EXERCISE —
Go through the material and copy each line that includes "holding".

RECORDS SUPPLIED —
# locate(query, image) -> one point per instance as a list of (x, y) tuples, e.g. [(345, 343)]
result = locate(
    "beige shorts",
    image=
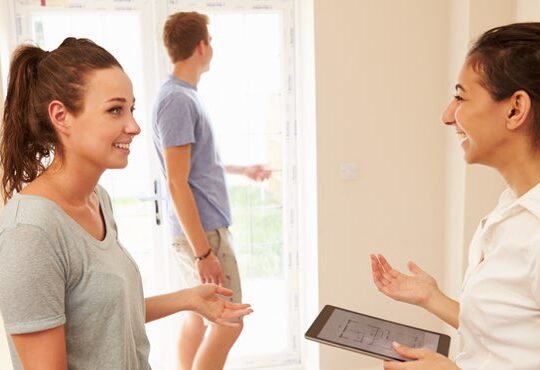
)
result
[(220, 241)]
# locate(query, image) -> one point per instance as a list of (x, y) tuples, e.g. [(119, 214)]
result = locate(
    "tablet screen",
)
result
[(373, 335)]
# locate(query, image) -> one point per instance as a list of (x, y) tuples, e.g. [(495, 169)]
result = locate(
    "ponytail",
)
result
[(21, 152), (37, 77)]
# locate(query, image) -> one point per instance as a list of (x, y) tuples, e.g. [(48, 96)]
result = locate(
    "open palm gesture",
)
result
[(206, 301), (415, 289)]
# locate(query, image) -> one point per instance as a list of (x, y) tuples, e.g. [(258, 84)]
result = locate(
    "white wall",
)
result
[(384, 71)]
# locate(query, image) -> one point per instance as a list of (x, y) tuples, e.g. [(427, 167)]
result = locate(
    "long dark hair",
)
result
[(37, 77), (508, 59)]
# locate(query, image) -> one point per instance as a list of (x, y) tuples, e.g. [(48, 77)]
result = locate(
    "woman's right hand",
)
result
[(416, 289)]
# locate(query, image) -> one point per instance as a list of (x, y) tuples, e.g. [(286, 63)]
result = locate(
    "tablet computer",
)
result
[(370, 335)]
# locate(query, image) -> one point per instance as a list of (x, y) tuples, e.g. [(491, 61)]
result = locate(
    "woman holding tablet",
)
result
[(496, 114), (70, 294)]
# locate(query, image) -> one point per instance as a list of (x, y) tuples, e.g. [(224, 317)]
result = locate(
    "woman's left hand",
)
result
[(206, 301), (423, 359)]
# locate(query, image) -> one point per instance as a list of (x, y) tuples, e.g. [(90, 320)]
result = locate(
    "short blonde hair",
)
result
[(182, 33)]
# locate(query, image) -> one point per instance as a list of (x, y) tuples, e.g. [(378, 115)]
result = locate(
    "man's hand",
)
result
[(257, 172)]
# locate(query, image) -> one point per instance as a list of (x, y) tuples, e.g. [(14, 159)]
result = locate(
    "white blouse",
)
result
[(500, 299)]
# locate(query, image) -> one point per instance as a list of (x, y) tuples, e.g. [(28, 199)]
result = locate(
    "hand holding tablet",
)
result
[(370, 335)]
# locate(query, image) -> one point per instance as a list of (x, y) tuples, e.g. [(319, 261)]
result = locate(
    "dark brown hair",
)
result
[(508, 60), (37, 77), (182, 32)]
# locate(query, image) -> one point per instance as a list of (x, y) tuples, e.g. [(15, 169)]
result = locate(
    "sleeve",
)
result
[(176, 120), (32, 281)]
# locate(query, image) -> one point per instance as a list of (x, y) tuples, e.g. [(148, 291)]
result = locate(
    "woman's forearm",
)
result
[(163, 305), (444, 308)]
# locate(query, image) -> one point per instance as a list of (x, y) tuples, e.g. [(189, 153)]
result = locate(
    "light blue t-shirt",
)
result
[(178, 119)]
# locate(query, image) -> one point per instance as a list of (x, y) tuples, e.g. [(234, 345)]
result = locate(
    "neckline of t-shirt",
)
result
[(182, 82), (74, 224)]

FINAL ANSWER —
    "woman holding tablet",
    "hand holding tablet",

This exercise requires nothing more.